Rows of box annotation entries:

******************************

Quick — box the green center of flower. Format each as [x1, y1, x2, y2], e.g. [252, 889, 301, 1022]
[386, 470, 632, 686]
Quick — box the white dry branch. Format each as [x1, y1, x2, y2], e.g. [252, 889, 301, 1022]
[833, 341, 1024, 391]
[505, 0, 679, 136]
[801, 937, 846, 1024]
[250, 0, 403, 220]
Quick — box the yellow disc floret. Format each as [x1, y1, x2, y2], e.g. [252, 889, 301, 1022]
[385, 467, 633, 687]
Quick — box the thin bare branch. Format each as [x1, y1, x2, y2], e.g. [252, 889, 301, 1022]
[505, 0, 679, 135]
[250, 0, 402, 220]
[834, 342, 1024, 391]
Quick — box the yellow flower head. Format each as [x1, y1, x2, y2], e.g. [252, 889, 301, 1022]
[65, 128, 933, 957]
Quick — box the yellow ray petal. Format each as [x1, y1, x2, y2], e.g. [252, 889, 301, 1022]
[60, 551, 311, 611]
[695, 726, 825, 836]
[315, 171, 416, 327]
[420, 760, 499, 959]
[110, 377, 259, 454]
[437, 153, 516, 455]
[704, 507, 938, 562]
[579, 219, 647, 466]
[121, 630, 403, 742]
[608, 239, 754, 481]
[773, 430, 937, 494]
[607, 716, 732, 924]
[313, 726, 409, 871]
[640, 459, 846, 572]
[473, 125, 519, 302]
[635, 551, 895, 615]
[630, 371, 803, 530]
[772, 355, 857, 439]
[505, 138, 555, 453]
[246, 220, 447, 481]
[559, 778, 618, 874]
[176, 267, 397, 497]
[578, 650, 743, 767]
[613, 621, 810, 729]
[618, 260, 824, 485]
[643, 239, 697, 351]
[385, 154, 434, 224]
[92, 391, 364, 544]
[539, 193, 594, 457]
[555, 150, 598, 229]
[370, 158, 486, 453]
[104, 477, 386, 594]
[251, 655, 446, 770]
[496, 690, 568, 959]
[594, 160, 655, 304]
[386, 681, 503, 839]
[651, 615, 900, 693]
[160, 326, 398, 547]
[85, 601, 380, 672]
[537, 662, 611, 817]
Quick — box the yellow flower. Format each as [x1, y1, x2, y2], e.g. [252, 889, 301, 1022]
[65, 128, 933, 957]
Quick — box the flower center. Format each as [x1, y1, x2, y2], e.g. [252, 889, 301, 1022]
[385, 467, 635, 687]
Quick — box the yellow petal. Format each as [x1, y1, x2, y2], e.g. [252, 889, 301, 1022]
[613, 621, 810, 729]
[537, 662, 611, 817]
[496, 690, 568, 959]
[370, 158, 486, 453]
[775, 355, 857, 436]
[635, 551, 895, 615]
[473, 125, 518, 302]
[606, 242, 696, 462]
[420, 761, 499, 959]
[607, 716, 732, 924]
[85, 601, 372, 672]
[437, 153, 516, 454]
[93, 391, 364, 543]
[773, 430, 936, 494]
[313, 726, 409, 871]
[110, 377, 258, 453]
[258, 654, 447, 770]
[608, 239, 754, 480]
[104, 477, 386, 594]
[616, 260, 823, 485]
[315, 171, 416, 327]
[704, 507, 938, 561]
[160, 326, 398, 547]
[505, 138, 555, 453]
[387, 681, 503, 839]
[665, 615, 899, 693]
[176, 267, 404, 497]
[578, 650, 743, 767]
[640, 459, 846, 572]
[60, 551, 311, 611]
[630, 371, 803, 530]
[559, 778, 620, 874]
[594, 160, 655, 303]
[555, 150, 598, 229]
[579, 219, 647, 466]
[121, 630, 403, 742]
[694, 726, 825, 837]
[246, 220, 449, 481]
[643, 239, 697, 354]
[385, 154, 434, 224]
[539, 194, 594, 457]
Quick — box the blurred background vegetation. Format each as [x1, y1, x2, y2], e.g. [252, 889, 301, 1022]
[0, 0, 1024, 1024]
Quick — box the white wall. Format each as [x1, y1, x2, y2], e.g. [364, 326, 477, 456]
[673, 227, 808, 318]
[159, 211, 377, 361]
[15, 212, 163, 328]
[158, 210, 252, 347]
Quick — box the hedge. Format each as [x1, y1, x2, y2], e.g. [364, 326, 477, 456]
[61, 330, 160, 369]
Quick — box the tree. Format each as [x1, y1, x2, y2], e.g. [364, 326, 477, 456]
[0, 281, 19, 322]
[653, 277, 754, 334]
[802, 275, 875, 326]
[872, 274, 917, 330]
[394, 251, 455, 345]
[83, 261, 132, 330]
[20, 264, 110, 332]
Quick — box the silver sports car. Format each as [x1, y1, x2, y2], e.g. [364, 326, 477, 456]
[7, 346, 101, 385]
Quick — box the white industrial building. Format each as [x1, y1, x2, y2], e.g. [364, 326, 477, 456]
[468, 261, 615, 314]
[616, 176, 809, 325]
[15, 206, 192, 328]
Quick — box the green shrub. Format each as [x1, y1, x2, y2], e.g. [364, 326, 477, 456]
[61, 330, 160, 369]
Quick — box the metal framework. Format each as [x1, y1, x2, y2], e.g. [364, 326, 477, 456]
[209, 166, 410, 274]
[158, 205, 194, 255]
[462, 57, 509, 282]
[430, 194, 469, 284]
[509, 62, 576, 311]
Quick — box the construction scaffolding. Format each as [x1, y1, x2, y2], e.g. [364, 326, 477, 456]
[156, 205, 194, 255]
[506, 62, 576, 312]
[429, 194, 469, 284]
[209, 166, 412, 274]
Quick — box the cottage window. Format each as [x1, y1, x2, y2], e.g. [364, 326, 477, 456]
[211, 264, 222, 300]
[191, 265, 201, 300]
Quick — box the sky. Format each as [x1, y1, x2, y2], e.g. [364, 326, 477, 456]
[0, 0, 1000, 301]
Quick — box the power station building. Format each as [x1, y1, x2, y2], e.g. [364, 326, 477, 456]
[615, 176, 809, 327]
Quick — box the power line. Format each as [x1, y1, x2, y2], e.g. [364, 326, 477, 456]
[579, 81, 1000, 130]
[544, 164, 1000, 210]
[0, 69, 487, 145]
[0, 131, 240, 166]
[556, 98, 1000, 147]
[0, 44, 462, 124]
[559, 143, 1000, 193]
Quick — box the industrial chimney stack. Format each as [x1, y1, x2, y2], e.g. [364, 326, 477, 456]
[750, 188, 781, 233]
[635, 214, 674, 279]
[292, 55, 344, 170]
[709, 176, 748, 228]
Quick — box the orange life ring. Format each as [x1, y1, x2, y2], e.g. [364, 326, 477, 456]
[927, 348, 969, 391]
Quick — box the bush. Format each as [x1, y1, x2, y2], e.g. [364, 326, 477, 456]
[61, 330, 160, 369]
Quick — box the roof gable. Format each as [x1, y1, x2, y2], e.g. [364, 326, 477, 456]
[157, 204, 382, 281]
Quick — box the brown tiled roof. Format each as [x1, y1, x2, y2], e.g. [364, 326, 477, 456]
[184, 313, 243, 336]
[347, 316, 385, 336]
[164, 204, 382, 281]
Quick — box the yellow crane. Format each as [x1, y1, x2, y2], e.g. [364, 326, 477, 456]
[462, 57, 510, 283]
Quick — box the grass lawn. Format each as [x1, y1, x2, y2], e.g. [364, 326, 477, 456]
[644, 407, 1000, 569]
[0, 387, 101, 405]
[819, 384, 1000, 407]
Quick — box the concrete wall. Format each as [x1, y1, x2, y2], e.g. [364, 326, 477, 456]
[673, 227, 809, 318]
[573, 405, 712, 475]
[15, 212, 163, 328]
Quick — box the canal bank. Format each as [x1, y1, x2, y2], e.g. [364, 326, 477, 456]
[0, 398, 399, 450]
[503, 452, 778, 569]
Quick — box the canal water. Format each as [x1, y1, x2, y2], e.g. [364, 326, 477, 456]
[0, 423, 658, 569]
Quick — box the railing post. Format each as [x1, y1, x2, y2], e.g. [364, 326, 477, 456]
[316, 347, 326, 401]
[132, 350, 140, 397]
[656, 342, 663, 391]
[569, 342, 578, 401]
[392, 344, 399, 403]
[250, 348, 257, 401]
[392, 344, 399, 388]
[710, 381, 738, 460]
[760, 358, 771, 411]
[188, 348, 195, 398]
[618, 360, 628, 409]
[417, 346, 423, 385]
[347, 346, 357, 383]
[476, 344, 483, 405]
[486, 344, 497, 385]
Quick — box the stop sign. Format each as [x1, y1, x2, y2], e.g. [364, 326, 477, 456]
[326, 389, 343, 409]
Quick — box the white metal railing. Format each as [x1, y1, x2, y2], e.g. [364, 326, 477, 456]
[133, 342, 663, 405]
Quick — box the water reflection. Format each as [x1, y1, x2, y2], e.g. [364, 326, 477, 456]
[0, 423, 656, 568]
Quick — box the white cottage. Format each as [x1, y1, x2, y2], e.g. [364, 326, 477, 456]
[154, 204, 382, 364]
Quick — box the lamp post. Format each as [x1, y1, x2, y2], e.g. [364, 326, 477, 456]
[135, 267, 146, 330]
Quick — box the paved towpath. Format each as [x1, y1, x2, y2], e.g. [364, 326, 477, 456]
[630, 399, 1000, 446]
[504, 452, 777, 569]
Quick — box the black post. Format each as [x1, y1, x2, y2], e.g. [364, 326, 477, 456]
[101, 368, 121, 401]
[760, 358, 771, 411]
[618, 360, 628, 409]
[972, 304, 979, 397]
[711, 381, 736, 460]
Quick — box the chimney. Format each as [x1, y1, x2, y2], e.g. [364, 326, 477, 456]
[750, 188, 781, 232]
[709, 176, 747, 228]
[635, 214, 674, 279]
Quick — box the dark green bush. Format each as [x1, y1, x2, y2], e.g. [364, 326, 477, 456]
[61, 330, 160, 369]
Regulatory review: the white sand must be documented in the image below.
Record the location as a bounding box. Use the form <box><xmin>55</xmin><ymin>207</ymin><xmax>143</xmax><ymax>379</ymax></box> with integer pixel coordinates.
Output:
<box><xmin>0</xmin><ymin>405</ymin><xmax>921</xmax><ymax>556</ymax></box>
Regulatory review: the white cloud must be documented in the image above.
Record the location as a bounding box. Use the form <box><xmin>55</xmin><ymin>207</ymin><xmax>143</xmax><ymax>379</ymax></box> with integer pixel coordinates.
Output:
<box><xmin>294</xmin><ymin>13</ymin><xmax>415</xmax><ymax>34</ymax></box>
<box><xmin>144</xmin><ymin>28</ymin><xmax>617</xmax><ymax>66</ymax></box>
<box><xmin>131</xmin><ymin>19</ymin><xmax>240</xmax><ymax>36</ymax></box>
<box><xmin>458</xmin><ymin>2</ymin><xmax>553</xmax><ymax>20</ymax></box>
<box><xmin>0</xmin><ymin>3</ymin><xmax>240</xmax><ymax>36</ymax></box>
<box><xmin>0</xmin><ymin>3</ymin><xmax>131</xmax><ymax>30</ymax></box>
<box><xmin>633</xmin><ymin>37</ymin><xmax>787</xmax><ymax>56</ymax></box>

******************************

- Task objective: Write out the entries again without any changes, starting at the line that contains "Quick — box the construction" and ending at the line that contains "[559, 143, 1000, 193]", with both of those lines included.

- Answer:
Quick — box the construction scaffolding. Format each as [x1, y1, x2, y2], e.g. [364, 326, 477, 456]
[156, 205, 194, 255]
[506, 62, 576, 312]
[429, 194, 469, 284]
[209, 166, 412, 274]
Quick — box the cottage window. Format each as [x1, y1, x2, y2], e.g. [364, 326, 477, 456]
[211, 264, 222, 300]
[191, 265, 201, 300]
Quick — box the sky. Format each as [x1, y1, x2, y2], e.g. [364, 326, 477, 456]
[0, 0, 1000, 301]
Quick — box the power station building. Format each as [x1, y1, x2, y2], e.g. [364, 326, 477, 456]
[615, 176, 809, 327]
Quick — box the power line. Format each as [x1, y1, x2, y2], e.g. [364, 326, 477, 456]
[579, 81, 1000, 130]
[544, 164, 1000, 210]
[0, 69, 487, 145]
[0, 131, 240, 166]
[556, 98, 1000, 147]
[0, 44, 462, 124]
[559, 143, 1000, 193]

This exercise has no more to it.